== Instructions for the task ==
The answer must be every line from the listing that holds the string "water".

====== Data extract ======

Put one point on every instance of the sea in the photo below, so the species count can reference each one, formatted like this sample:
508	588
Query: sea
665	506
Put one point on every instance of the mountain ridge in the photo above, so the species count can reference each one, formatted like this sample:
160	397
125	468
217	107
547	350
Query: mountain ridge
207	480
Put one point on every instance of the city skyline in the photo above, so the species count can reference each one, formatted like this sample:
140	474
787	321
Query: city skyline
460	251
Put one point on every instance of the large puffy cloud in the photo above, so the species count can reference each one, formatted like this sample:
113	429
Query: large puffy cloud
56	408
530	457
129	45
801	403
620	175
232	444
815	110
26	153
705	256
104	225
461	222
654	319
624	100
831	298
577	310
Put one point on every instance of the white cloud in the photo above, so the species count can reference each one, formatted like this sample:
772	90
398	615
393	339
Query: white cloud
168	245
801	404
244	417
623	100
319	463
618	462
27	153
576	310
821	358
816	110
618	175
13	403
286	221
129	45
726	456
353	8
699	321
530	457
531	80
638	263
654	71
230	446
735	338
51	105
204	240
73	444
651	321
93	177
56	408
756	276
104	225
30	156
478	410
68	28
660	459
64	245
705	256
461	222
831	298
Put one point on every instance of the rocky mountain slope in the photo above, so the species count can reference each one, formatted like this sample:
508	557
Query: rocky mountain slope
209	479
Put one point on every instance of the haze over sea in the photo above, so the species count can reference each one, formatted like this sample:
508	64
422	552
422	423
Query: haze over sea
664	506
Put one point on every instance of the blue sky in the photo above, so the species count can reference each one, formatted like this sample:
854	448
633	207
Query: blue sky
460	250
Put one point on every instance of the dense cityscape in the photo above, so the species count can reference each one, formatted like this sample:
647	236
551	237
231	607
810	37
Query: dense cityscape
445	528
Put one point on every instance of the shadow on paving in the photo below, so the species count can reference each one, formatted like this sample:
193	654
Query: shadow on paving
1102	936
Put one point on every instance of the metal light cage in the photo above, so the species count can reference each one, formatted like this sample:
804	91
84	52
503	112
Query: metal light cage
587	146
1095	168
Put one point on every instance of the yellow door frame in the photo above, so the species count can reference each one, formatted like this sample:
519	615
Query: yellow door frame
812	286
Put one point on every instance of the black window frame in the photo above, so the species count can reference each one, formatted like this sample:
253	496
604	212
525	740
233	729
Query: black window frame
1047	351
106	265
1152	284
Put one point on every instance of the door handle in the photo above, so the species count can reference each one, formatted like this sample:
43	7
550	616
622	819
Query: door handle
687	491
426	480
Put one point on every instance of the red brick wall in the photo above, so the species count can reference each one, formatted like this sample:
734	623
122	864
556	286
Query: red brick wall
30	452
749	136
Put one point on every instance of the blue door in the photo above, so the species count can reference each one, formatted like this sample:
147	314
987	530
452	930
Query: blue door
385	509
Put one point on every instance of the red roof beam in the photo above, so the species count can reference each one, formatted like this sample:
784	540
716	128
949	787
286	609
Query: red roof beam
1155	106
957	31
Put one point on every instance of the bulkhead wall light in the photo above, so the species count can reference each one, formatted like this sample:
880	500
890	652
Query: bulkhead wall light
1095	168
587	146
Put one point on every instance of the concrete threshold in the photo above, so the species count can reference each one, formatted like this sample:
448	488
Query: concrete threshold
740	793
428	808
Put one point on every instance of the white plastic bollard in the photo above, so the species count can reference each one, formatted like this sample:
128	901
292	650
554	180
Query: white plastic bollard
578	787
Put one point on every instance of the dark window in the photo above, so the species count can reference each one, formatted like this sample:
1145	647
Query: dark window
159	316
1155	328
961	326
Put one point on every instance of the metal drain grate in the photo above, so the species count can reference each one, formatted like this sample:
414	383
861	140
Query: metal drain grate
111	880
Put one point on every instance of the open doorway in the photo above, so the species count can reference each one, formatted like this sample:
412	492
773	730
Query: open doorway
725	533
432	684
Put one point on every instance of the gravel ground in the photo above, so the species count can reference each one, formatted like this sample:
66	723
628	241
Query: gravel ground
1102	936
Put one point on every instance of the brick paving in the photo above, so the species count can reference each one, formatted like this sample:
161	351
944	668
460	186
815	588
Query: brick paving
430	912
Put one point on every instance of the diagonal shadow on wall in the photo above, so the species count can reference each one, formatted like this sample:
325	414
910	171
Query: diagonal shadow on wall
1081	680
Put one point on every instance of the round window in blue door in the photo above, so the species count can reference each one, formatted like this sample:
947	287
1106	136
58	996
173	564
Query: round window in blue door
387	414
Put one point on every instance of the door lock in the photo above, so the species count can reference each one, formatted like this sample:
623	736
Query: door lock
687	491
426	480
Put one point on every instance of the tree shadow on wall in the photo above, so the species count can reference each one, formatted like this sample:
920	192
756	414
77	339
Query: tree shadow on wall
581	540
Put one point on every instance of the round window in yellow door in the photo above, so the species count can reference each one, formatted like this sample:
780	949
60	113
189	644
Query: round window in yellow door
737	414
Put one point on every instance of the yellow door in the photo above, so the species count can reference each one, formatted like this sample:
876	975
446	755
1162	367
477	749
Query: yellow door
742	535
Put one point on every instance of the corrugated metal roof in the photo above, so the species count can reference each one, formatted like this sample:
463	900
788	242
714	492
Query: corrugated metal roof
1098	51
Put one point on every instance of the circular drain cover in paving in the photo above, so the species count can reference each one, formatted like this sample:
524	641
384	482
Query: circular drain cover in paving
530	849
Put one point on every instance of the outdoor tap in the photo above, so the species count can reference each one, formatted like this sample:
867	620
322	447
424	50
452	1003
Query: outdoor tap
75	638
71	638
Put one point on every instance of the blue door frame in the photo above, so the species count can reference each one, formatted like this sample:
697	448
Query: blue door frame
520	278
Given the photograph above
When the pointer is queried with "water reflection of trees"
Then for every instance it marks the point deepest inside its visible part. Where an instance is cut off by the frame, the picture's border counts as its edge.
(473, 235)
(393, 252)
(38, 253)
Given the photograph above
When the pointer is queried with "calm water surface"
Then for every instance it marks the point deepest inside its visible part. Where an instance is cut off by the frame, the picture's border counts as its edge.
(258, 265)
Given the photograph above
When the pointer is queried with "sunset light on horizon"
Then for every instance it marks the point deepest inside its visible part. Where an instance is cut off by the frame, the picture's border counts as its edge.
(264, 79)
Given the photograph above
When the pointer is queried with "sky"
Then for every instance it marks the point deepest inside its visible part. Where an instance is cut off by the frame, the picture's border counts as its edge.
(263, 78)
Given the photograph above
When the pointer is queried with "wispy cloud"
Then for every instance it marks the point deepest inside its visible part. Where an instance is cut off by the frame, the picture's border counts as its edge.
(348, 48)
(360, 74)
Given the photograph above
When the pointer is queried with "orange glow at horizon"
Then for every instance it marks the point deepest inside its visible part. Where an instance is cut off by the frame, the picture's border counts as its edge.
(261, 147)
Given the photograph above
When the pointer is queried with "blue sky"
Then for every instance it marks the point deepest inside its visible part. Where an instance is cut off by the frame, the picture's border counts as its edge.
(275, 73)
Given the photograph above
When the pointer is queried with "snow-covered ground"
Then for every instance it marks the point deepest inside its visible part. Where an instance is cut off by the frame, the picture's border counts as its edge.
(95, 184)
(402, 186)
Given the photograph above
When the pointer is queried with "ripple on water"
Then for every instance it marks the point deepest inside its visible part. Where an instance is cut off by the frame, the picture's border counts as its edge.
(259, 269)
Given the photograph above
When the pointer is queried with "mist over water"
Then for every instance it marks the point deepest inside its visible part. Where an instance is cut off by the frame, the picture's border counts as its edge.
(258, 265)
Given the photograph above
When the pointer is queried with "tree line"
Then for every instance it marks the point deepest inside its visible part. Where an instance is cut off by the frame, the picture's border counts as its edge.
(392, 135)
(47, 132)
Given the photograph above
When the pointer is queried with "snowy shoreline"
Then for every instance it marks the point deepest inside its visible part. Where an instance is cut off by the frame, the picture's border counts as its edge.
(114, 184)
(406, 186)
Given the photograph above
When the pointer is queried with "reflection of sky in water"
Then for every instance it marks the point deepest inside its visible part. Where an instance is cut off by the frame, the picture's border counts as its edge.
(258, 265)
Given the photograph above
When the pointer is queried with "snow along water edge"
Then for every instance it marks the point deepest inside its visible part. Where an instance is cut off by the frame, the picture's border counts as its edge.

======

== Solved problem ==
When the pointer is queried with "water reflection of trees"
When the pointer is queried with "calm water surface"
When the pointer is queried with "ripple on water"
When the pointer is queried with "mist over water"
When the pointer is queried with "reflection of sky in water"
When the pointer is queried with "snow along water edge"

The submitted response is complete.